▶ SUPPLIED DATA
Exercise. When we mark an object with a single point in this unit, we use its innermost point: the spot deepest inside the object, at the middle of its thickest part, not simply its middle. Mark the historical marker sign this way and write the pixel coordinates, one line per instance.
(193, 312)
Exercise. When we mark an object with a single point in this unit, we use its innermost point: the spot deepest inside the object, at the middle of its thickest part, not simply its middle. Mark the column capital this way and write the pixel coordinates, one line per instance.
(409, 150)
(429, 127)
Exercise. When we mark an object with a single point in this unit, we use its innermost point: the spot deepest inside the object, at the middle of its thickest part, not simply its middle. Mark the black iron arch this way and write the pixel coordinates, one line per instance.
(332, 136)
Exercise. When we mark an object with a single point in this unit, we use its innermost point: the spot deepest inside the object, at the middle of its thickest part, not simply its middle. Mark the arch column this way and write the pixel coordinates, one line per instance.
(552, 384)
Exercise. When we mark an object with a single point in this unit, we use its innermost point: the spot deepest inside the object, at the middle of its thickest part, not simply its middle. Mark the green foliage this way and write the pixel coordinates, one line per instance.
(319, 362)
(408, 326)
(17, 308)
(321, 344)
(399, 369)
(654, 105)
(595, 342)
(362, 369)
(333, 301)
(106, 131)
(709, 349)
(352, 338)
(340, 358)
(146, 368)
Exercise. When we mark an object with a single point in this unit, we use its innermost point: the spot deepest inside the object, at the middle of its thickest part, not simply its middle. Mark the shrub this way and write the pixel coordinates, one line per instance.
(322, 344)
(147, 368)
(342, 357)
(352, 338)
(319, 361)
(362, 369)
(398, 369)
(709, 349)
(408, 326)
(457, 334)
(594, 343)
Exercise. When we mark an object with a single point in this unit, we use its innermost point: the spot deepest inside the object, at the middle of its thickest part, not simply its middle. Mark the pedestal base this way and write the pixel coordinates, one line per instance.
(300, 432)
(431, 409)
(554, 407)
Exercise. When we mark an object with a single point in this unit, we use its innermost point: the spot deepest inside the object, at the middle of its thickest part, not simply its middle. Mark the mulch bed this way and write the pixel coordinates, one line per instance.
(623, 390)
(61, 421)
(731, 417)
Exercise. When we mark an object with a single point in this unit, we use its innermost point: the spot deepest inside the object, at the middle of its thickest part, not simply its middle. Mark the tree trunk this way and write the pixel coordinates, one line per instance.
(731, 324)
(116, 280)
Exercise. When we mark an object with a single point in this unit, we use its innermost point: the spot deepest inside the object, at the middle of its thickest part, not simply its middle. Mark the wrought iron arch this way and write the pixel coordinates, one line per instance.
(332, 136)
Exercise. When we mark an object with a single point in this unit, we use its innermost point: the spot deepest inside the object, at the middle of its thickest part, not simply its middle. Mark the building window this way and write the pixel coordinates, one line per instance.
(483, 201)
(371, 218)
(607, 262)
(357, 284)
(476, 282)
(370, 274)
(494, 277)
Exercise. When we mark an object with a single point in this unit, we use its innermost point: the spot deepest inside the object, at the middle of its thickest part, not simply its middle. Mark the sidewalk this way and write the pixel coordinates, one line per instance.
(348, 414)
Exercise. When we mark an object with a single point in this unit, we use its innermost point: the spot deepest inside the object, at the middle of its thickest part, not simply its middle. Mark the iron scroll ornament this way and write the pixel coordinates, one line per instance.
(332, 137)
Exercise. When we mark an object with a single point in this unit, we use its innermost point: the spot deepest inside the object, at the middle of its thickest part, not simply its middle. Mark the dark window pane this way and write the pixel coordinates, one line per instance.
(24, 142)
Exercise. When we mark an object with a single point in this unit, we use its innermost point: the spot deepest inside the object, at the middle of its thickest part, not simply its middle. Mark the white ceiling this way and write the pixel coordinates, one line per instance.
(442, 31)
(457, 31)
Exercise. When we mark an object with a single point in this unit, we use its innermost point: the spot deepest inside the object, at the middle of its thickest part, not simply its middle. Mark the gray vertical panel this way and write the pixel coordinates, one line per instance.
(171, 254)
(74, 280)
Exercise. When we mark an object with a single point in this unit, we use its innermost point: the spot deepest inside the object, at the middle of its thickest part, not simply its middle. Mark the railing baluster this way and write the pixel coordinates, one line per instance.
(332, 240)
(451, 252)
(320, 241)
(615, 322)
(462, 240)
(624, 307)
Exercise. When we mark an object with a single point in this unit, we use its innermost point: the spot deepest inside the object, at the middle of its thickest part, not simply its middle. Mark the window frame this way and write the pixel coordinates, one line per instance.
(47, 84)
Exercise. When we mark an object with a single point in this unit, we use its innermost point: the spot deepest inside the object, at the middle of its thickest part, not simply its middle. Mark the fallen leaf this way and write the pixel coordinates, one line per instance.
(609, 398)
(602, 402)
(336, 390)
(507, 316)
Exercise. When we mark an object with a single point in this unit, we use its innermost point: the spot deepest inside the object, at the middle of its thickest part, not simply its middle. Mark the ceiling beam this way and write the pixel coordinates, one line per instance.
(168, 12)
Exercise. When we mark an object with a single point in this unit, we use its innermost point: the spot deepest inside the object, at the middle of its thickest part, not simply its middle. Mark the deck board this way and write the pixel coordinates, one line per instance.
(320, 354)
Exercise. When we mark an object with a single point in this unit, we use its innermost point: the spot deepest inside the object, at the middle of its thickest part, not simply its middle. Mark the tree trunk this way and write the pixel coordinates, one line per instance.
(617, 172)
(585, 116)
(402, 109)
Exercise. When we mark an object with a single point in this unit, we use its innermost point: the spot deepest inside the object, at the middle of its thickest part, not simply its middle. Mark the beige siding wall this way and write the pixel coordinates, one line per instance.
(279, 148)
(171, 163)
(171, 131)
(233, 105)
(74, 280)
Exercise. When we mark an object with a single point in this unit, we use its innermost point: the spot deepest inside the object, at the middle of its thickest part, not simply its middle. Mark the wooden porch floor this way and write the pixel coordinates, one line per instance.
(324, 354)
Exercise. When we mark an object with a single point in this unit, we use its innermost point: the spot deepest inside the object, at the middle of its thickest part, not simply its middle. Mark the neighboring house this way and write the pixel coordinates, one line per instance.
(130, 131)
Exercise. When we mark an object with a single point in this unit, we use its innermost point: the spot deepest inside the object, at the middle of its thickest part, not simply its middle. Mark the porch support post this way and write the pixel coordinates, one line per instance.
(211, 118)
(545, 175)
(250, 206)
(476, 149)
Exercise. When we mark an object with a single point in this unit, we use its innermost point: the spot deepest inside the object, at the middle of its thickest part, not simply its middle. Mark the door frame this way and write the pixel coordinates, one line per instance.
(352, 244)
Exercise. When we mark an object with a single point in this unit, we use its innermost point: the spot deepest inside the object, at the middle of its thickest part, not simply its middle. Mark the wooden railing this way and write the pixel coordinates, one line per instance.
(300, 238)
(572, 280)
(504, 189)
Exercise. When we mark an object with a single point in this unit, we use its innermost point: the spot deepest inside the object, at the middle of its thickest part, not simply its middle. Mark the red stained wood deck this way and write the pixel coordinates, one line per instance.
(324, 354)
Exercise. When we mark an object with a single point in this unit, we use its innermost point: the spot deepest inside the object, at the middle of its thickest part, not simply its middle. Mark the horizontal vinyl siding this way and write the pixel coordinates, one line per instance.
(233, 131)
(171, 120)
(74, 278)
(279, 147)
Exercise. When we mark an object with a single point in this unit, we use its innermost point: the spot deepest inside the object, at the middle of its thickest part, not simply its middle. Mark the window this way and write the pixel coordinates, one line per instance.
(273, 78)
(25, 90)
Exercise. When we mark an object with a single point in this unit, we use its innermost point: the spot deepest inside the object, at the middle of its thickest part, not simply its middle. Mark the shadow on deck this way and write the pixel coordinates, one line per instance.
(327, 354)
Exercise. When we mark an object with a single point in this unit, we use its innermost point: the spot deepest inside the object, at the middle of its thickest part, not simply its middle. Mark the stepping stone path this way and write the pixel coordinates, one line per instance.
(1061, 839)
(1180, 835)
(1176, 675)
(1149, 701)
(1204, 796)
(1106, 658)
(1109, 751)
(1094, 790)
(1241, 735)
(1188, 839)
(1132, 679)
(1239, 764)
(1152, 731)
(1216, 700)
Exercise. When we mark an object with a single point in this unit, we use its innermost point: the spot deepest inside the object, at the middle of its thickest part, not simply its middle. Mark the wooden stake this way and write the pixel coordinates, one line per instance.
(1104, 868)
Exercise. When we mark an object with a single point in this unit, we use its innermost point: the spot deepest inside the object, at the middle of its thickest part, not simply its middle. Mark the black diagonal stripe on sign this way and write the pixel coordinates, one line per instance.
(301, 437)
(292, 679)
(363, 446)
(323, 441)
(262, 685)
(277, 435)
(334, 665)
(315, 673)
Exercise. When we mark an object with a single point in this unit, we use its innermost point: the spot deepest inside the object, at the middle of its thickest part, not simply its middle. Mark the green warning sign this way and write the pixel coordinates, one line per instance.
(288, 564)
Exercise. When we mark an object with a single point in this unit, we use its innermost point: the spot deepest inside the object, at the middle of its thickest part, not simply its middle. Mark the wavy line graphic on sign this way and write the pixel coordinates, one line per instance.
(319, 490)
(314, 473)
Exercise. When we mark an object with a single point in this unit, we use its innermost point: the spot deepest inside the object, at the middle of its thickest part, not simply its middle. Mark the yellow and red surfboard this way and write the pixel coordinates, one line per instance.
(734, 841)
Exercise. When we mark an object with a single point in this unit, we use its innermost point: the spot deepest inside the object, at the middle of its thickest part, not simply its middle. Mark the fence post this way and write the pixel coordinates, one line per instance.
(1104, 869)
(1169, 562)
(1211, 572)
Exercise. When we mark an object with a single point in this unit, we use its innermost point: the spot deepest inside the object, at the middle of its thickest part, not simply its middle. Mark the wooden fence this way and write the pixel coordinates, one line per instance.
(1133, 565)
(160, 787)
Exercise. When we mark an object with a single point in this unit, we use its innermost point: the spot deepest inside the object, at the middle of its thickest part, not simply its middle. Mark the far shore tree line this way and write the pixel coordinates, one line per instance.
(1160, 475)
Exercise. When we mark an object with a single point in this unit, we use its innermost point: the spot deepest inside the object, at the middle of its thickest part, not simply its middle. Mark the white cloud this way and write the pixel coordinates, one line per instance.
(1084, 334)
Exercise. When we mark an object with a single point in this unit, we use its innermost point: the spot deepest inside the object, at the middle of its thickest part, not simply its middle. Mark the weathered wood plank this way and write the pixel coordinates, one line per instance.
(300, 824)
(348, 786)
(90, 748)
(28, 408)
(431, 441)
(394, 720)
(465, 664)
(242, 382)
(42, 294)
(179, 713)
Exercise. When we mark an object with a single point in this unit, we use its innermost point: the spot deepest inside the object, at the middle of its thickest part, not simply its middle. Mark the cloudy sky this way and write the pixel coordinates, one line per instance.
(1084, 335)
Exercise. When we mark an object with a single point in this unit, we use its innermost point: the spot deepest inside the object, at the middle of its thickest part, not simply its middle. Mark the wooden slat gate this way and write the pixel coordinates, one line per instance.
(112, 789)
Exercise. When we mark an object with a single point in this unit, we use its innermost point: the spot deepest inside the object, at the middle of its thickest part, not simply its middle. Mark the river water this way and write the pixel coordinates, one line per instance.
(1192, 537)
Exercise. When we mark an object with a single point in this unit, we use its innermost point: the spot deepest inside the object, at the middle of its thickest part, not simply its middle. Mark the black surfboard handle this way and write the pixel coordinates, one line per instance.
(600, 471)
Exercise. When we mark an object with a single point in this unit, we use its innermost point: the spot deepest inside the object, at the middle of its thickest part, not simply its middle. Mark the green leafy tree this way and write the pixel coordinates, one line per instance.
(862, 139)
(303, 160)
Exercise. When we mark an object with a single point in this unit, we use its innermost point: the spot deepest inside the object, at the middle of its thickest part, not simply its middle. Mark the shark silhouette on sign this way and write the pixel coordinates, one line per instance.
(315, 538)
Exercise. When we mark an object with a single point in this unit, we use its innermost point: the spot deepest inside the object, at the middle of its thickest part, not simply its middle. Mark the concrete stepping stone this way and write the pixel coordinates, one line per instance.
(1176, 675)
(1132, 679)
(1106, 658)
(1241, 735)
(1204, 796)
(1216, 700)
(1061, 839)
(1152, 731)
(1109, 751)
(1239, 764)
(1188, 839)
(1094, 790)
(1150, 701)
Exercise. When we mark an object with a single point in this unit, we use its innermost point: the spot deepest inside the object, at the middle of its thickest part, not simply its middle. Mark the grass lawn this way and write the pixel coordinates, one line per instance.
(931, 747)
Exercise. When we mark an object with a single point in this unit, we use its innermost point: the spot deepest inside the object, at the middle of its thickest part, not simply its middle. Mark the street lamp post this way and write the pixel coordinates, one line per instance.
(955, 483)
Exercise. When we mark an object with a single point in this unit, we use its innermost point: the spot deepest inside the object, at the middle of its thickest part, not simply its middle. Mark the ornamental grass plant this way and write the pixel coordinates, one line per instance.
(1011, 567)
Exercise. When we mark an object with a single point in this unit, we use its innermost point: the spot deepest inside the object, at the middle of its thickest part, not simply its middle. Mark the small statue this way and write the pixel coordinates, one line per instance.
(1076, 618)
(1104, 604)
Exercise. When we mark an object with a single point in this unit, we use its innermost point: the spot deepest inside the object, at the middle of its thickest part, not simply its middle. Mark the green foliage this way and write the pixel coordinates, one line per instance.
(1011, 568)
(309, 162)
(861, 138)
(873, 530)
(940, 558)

▶ WRITTEN REQUEST
Take every line from the one containing "Mark the small" to the end of the listing and output it exactly, with nothing else.

▶ RESPONSE
Exercise. When we mark an object with a single point in this unit, we use its innermost point: the spot deepest inside the object, at the middle of its thickest part, not simply its middle. Mark the small statue this way and write the pixel coordinates, one line per instance.
(1076, 618)
(1104, 604)
Exercise. When we mark an object with a single point in this unit, we use its innermost point: the spot deepest inside the object, at the middle of its thickest part, not simply its middle. Mark the green foliage this way and write the pixel coordinates, one line per instance.
(1011, 568)
(309, 162)
(861, 138)
(873, 530)
(940, 558)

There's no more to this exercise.